Material supplied:
%%
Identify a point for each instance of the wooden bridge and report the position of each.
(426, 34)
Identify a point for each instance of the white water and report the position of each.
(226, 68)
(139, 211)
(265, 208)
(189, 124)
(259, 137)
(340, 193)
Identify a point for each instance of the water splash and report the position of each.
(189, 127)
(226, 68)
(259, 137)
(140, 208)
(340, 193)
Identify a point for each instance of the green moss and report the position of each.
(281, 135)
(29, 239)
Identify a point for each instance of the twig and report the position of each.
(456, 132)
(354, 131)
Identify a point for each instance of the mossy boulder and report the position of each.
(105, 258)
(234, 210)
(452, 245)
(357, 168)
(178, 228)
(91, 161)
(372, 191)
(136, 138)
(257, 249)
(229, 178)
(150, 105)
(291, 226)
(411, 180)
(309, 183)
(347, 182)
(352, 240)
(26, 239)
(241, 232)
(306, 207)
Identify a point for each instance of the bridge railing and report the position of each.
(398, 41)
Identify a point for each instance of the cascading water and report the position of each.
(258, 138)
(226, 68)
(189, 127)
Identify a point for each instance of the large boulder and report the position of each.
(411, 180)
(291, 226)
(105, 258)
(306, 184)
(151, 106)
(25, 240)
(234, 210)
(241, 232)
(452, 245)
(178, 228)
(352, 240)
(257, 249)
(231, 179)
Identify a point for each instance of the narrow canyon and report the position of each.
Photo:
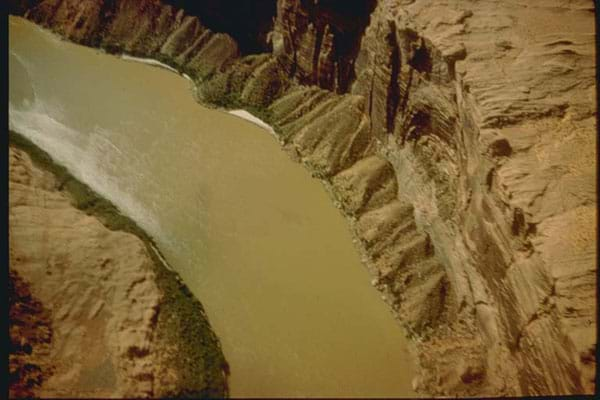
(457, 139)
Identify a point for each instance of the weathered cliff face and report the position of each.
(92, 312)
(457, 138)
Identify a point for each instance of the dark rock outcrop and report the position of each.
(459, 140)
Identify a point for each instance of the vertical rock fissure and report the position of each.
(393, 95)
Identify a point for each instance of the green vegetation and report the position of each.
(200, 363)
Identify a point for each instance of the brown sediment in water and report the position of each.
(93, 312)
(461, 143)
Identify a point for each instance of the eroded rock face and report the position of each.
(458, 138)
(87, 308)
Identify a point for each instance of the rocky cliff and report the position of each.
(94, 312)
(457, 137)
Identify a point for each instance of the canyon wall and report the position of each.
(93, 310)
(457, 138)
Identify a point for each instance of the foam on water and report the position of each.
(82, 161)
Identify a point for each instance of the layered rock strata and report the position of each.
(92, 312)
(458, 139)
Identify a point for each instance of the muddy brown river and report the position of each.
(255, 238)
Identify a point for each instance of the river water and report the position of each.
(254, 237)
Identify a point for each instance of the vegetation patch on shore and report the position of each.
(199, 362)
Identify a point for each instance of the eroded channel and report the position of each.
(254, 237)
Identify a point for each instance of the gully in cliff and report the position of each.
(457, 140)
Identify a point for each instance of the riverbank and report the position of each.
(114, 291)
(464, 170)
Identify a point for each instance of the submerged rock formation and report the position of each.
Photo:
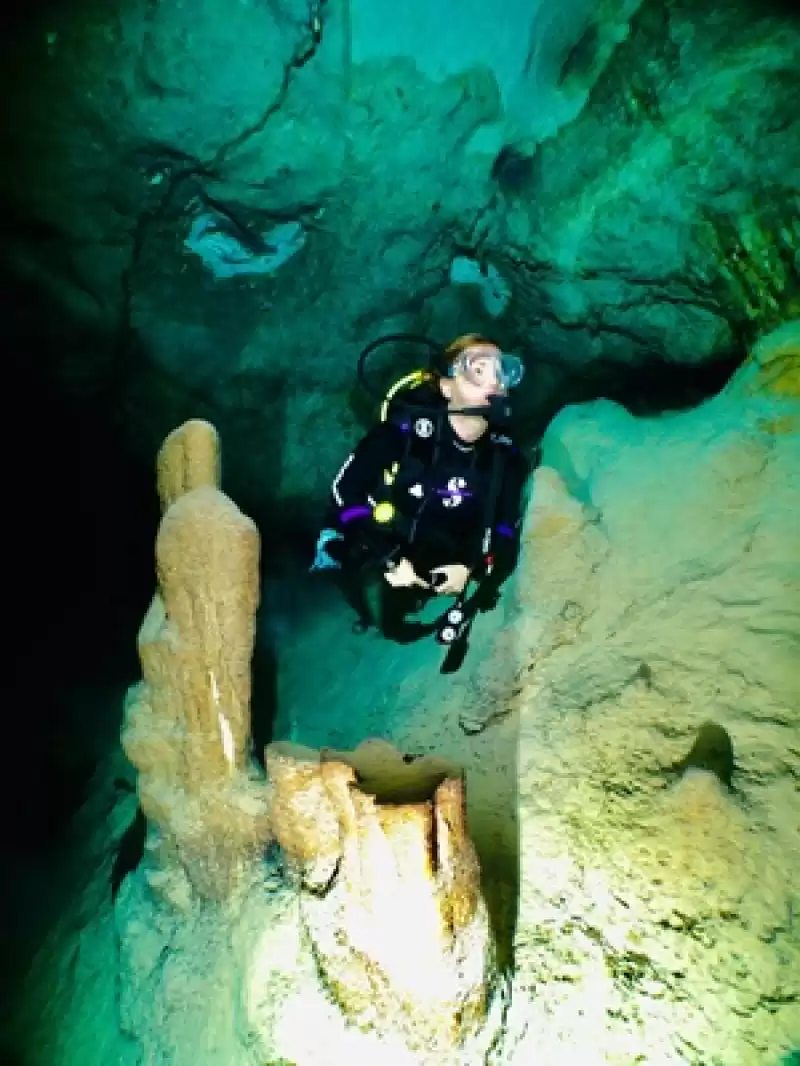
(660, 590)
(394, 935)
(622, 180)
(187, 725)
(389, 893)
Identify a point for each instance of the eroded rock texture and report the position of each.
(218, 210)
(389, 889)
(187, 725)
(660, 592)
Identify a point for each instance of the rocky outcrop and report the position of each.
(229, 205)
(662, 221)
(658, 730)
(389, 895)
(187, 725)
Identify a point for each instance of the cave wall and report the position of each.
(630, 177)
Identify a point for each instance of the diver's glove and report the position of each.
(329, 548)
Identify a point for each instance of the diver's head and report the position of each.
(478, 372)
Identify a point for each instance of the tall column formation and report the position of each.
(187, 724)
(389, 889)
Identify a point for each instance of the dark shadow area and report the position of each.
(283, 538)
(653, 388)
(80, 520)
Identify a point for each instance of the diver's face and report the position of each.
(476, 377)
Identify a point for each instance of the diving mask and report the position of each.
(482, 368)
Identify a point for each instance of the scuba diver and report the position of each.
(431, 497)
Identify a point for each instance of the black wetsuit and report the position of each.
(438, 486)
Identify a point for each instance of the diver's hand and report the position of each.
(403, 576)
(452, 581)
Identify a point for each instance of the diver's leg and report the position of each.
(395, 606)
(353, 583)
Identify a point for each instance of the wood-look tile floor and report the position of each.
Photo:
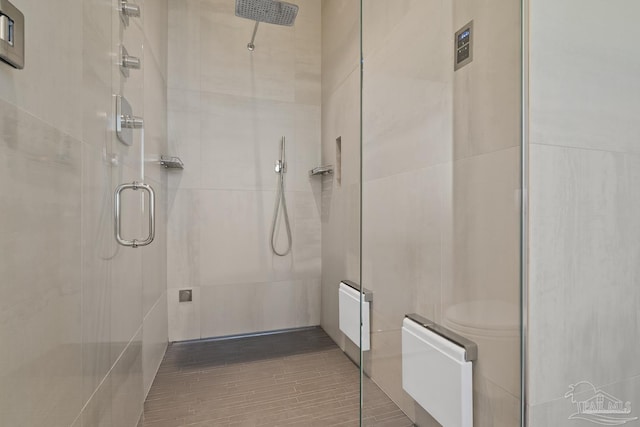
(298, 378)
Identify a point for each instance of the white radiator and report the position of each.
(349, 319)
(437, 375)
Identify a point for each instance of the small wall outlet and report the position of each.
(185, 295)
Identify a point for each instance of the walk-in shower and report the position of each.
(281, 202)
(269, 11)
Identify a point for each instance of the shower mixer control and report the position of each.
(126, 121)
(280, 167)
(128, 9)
%%
%%
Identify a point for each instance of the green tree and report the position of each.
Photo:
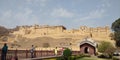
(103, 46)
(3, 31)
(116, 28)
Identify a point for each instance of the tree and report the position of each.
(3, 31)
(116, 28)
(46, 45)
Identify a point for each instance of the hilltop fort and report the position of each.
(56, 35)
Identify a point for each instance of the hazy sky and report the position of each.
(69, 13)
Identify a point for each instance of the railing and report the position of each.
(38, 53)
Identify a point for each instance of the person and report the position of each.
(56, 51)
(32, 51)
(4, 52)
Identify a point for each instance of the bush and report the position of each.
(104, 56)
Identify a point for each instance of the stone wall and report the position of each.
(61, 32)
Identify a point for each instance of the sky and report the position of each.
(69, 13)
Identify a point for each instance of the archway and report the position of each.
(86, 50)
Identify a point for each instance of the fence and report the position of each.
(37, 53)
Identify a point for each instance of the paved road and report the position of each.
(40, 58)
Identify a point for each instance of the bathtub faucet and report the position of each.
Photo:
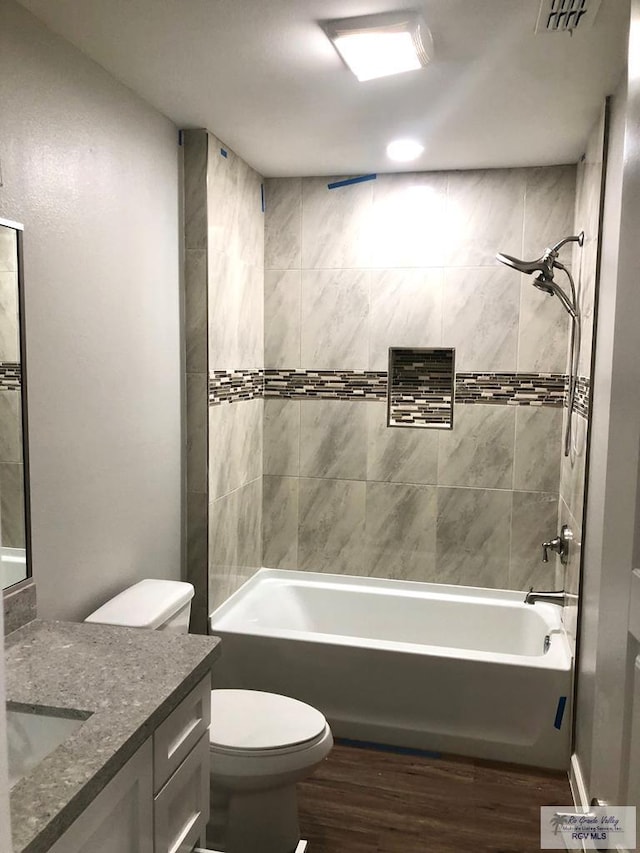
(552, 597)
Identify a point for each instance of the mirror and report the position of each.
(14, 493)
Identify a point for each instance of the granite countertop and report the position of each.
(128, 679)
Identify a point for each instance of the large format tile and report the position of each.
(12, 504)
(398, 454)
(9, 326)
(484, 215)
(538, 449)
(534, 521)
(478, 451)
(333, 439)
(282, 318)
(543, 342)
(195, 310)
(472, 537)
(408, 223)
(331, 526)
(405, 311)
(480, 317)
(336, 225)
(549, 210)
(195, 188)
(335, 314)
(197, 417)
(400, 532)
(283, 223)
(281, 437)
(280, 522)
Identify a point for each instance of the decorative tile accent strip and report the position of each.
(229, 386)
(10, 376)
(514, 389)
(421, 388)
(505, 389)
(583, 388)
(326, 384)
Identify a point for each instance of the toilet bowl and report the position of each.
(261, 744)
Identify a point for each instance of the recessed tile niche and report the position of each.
%%
What is expected:
Starting at the line above that contains "Identify a point for each instance of the sky", transcribe every line exactly through the line that contains "Identify a point for each instance of the recessed", including that last one, and skip the pictures.

Exercise result:
Identify a point for each instance of the sky and report the position of each.
(69, 13)
Identify a point for each instance of the archway and report the position of each.
(86, 50)
Identify a point for each instance of the fence and report the position of each.
(37, 53)
Identify a point for each instance of the paved road and report the position of each.
(40, 58)
Identify a point for each instance of the bathtub faucet and report the position of each.
Photo:
(552, 597)
Identify a point for each instance of the mirror and report the position of each.
(14, 493)
Identify a point for each instance of the granite countertop and report the position of each.
(128, 679)
Identify a point for each instance of the large format tile and report the position of each.
(12, 504)
(398, 454)
(9, 326)
(484, 215)
(538, 449)
(534, 521)
(478, 451)
(333, 439)
(282, 318)
(543, 342)
(195, 310)
(472, 537)
(408, 223)
(331, 526)
(405, 311)
(480, 317)
(336, 225)
(549, 210)
(195, 188)
(335, 314)
(197, 417)
(400, 532)
(283, 223)
(281, 437)
(280, 522)
Identify a point for each instance of the decorative tile accent strip and report the position of each.
(229, 386)
(10, 376)
(514, 389)
(421, 388)
(505, 389)
(583, 388)
(326, 384)
Identify a point for each instance of the toilet bowl and report the position of each.
(261, 744)
Identify a point for each instance of the recessed tile niche and report the position of each.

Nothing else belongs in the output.